--- start DATA LINES ---
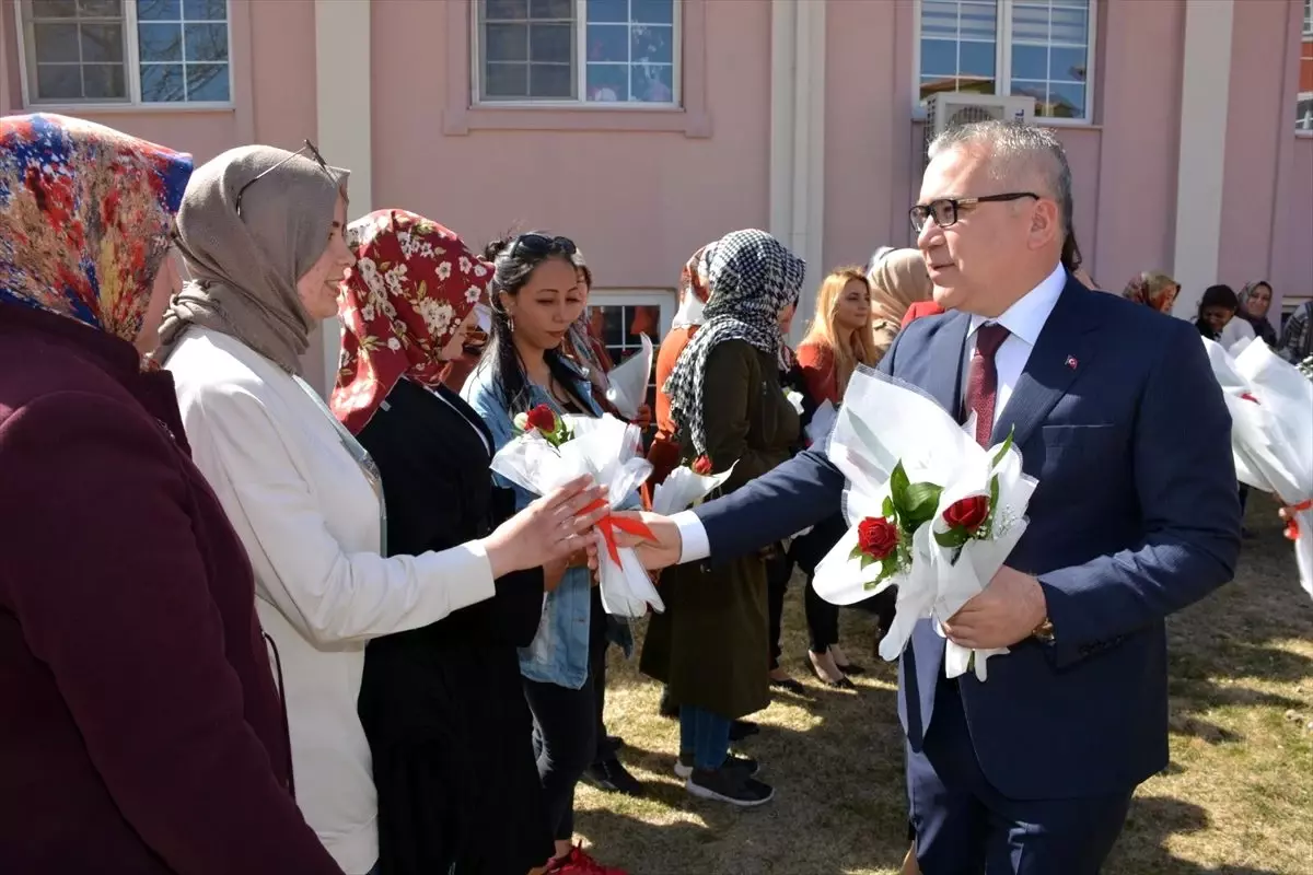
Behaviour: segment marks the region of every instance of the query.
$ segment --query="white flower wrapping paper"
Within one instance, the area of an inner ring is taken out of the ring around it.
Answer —
[[[651,464],[642,457],[642,432],[614,416],[563,416],[574,438],[561,447],[551,446],[537,432],[527,432],[492,457],[492,470],[534,495],[546,495],[574,478],[588,474],[607,487],[607,501],[613,510],[629,504],[638,485],[651,474]],[[605,521],[600,525],[607,525]],[[626,547],[611,558],[605,539],[599,534],[597,564],[600,568],[601,606],[614,617],[637,619],[666,610],[656,588],[637,554]]]
[[[1201,338],[1232,415],[1232,455],[1241,483],[1270,492],[1293,513],[1295,564],[1313,597],[1313,380],[1267,344],[1237,344],[1228,353]],[[1239,350],[1239,352],[1236,352]]]
[[[638,336],[642,349],[607,373],[607,400],[625,418],[638,416],[638,408],[647,400],[647,382],[653,374],[653,341]]]
[[[970,428],[970,424],[968,424]],[[880,643],[880,655],[897,659],[920,619],[941,623],[977,596],[994,577],[1025,533],[1025,509],[1035,488],[1022,472],[1016,447],[985,450],[939,404],[911,387],[868,369],[859,369],[848,383],[830,433],[830,460],[847,478],[843,510],[850,530],[817,567],[817,593],[834,605],[863,601],[890,585],[898,585],[894,621]],[[998,463],[994,459],[998,458]],[[878,563],[861,568],[852,552],[857,523],[884,516],[889,479],[902,462],[911,483],[943,487],[935,516],[913,535],[911,564],[868,589],[880,573]],[[990,509],[989,539],[970,539],[960,548],[941,546],[935,534],[947,530],[944,512],[956,501],[989,496],[990,480],[998,478],[998,502]],[[974,665],[986,680],[986,660],[1007,648],[972,651],[945,641],[944,673],[957,677]],[[973,659],[974,656],[974,659]]]
[[[734,464],[738,463],[735,462]],[[725,485],[725,481],[734,474],[734,464],[727,471],[709,475],[696,474],[687,464],[681,464],[653,489],[653,513],[668,517],[672,513],[684,510],[696,501],[701,501],[712,491]]]

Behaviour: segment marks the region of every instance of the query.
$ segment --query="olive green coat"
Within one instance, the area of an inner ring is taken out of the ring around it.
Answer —
[[[784,397],[773,356],[741,340],[717,344],[706,359],[702,422],[713,471],[731,464],[733,492],[789,458],[798,415]],[[692,446],[681,445],[684,460]],[[642,672],[664,681],[670,695],[726,718],[769,704],[769,619],[760,555],[667,568],[660,577],[664,614],[654,614],[643,641]]]

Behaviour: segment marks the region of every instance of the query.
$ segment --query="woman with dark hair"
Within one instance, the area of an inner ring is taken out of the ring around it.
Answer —
[[[546,234],[495,240],[483,256],[495,266],[492,331],[461,395],[492,433],[494,451],[515,437],[517,413],[546,404],[558,416],[600,416],[592,383],[562,352],[587,303],[574,241]],[[516,504],[533,496],[509,481]],[[538,777],[546,795],[559,875],[624,875],[599,865],[574,838],[574,792],[597,752],[597,697],[605,685],[607,614],[580,550],[542,567],[550,590],[533,643],[520,649],[524,694],[533,712]],[[628,630],[625,630],[628,632]],[[632,643],[620,641],[628,651]]]
[[[487,299],[492,265],[404,210],[348,228],[343,366],[331,407],[378,464],[387,551],[487,535],[513,513],[492,485],[492,436],[442,379]],[[360,720],[378,788],[379,875],[523,875],[551,855],[516,647],[533,640],[542,569],[365,651]]]
[[[345,227],[347,171],[310,143],[243,146],[201,165],[177,215],[192,282],[169,303],[161,337],[197,467],[255,567],[302,811],[347,874],[365,875],[378,862],[357,711],[365,645],[592,543],[595,518],[575,514],[596,493],[580,478],[486,538],[390,554],[378,467],[299,374],[315,325],[337,324],[356,262]]]
[[[1199,317],[1195,320],[1195,328],[1208,340],[1222,342],[1226,327],[1236,319],[1237,310],[1239,310],[1239,299],[1236,298],[1230,286],[1208,286],[1204,290],[1204,296],[1199,299]],[[1249,331],[1247,336],[1254,336],[1253,329]],[[1236,342],[1238,338],[1230,340]]]
[[[92,122],[0,121],[7,872],[341,871],[297,811],[251,565],[142,358],[190,174]]]

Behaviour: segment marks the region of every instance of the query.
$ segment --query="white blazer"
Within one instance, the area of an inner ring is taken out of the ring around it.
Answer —
[[[256,610],[281,662],[297,803],[343,870],[364,875],[378,859],[356,715],[365,644],[490,598],[492,568],[477,543],[381,556],[381,499],[336,421],[249,346],[193,327],[165,367],[192,457],[255,568]]]

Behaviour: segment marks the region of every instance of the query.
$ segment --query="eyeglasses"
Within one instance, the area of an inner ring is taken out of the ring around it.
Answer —
[[[297,157],[298,155],[303,155],[303,153],[306,153],[309,151],[310,152],[310,157],[314,159],[315,164],[319,165],[319,169],[323,171],[324,173],[327,173],[328,178],[334,178],[332,171],[328,169],[328,164],[324,161],[323,155],[319,153],[319,150],[315,148],[315,144],[311,143],[310,140],[305,140],[305,143],[306,143],[305,146],[302,146],[295,152],[293,152],[288,157],[282,159],[281,161],[278,161],[277,164],[274,164],[269,169],[261,171],[260,173],[256,173],[255,178],[249,180],[246,185],[243,185],[240,189],[238,189],[236,203],[234,205],[234,207],[236,209],[239,219],[242,218],[242,195],[246,194],[246,190],[248,188],[251,188],[252,185],[255,185],[256,182],[259,182],[260,180],[263,180],[264,177],[267,177],[270,173],[273,173],[274,171],[277,171],[280,167],[282,167],[284,164],[286,164],[291,159]]]
[[[1010,192],[1008,194],[986,194],[978,198],[936,198],[930,203],[918,203],[907,210],[911,218],[911,227],[920,234],[926,223],[934,219],[935,224],[947,228],[957,223],[957,213],[962,207],[973,207],[977,203],[998,203],[1003,201],[1020,201],[1022,198],[1040,199],[1033,192]]]
[[[511,247],[511,256],[524,252],[530,256],[549,256],[561,253],[565,256],[572,256],[578,252],[578,247],[570,237],[549,237],[545,234],[521,234],[515,239],[515,245]]]

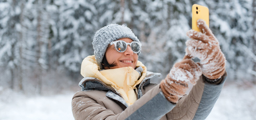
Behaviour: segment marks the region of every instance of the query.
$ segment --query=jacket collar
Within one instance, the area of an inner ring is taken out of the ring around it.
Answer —
[[[142,72],[141,76],[132,86],[134,89],[136,86],[139,84],[147,75],[147,68],[142,63],[138,61],[136,67],[141,66],[143,69]],[[103,75],[100,71],[101,69],[98,65],[94,55],[89,56],[83,60],[81,65],[81,74],[84,77],[89,77],[96,78],[104,83],[107,85],[113,87],[115,89],[117,88],[116,85],[112,81],[109,80]]]

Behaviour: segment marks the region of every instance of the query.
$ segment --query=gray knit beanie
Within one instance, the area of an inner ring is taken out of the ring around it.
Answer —
[[[96,32],[92,41],[92,46],[95,59],[101,69],[103,69],[101,62],[108,45],[112,41],[125,38],[140,43],[132,30],[123,25],[111,24]],[[138,56],[140,53],[140,52],[138,53]]]

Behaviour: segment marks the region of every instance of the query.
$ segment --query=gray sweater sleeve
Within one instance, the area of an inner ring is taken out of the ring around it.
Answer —
[[[226,76],[226,72],[218,85],[205,82],[201,101],[193,119],[205,119],[209,115],[220,94]]]
[[[188,95],[181,98],[166,115],[167,119],[205,119],[210,113],[226,79],[226,72],[218,85],[206,82],[201,76]]]

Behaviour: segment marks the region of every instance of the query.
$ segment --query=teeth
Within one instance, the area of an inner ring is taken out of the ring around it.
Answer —
[[[132,63],[132,61],[121,61],[123,63]]]

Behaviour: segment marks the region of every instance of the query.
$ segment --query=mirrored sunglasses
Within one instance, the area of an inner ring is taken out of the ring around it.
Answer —
[[[128,45],[130,46],[133,53],[135,54],[139,52],[141,47],[141,44],[135,41],[130,43],[127,43],[123,40],[117,40],[111,42],[110,43],[110,45],[111,45],[113,44],[114,46],[115,49],[120,52],[123,52],[125,51],[127,49]]]

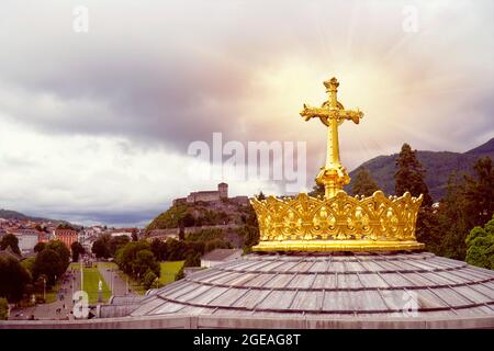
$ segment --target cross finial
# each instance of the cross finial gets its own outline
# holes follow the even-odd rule
[[[360,118],[363,117],[363,113],[359,110],[345,110],[344,105],[338,102],[336,94],[339,82],[335,77],[326,80],[324,86],[329,94],[328,101],[325,101],[321,107],[312,107],[304,104],[304,109],[300,114],[305,121],[319,118],[328,127],[326,166],[321,168],[316,181],[319,184],[324,184],[325,196],[330,197],[350,182],[350,177],[339,161],[338,126],[345,120],[350,120],[358,124]]]

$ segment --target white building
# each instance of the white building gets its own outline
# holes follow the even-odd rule
[[[201,258],[201,267],[212,268],[220,263],[237,260],[242,253],[240,249],[215,249]]]
[[[37,244],[38,234],[15,234],[19,239],[19,249],[22,253],[31,252]]]

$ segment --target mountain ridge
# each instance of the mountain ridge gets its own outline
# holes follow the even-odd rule
[[[355,179],[364,167],[369,170],[380,189],[386,194],[394,194],[395,160],[398,154],[377,156],[353,169],[349,174]],[[425,181],[434,201],[446,194],[451,172],[471,173],[472,166],[481,157],[494,159],[494,138],[465,152],[417,150],[417,158],[426,170]],[[351,189],[347,186],[347,191]]]

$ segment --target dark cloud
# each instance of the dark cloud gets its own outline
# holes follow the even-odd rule
[[[419,31],[405,33],[407,4],[9,1],[0,13],[0,127],[3,118],[53,138],[122,137],[128,143],[117,151],[91,157],[110,148],[134,159],[149,147],[184,155],[213,132],[224,141],[305,140],[312,182],[325,132],[297,112],[322,103],[321,81],[336,75],[345,105],[366,112],[361,125],[341,132],[349,169],[404,141],[474,147],[494,133],[494,4],[415,1]],[[89,9],[87,34],[72,31],[76,5]],[[2,152],[0,162],[26,167]],[[141,220],[153,212],[144,207],[83,216]]]

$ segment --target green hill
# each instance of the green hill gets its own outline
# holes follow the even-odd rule
[[[384,193],[394,194],[394,173],[396,171],[395,160],[398,154],[378,156],[352,170],[350,177],[355,178],[359,169],[364,167],[369,170],[372,178]],[[417,151],[417,158],[426,170],[427,186],[435,201],[440,200],[445,195],[448,178],[451,172],[470,172],[472,170],[472,165],[480,157],[486,156],[494,159],[494,138],[464,154],[450,151]]]

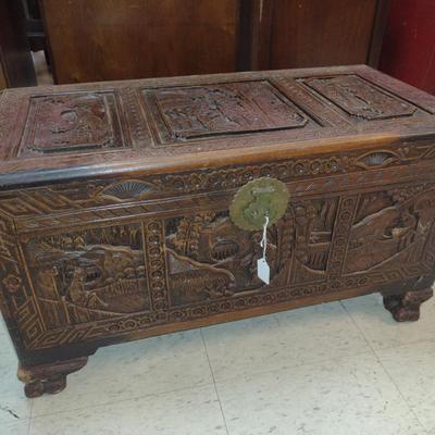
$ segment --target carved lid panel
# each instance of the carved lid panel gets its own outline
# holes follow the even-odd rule
[[[167,140],[303,128],[309,117],[269,80],[145,89]]]
[[[396,144],[433,135],[434,114],[434,97],[366,66],[11,89],[0,186]]]

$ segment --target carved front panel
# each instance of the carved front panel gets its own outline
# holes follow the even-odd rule
[[[151,309],[139,224],[34,237],[25,256],[49,330]]]
[[[302,79],[348,115],[365,120],[412,116],[418,108],[357,75],[311,77]]]
[[[433,184],[290,195],[268,228],[270,285],[257,276],[261,232],[238,228],[222,201],[192,211],[191,198],[179,198],[165,215],[161,204],[151,214],[136,208],[127,224],[116,222],[123,208],[83,212],[69,223],[79,228],[24,233],[16,247],[0,233],[2,286],[29,349],[376,289],[433,273],[434,196]]]
[[[345,272],[359,274],[418,263],[434,216],[433,185],[361,195],[350,229]]]
[[[21,154],[123,148],[113,92],[32,97]]]
[[[175,140],[301,128],[310,121],[266,80],[146,89],[144,95]]]

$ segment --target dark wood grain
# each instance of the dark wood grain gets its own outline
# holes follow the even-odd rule
[[[269,0],[269,67],[366,63],[376,0]],[[264,67],[261,64],[260,67]]]
[[[42,0],[57,83],[231,72],[238,1]]]
[[[36,85],[24,18],[21,1],[0,0],[0,75],[8,87]]]
[[[328,300],[381,293],[417,320],[434,119],[434,97],[366,66],[1,94],[0,307],[26,394],[100,346]],[[269,285],[234,210],[269,211]]]

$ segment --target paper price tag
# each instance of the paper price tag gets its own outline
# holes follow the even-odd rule
[[[271,268],[269,268],[269,264],[265,261],[265,252],[268,249],[268,224],[269,216],[265,215],[263,225],[263,238],[260,241],[260,246],[263,248],[263,257],[257,260],[257,275],[265,284],[269,284],[271,277]]]
[[[269,284],[271,277],[271,268],[269,268],[265,258],[257,260],[257,274],[263,283]]]

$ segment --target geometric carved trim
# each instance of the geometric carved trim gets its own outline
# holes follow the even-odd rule
[[[152,190],[153,186],[139,179],[128,179],[112,183],[98,192],[99,197],[108,197],[119,201],[141,200]]]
--- end DATA LINES ---
— WORK TO BE COMPLETED —
Copy out every line above that contains the word "green".

— WRITTEN RESPONSE —
$ segment --query="olive green coat"
$ segment --target green hill
# each instance of the green hill gets its own outline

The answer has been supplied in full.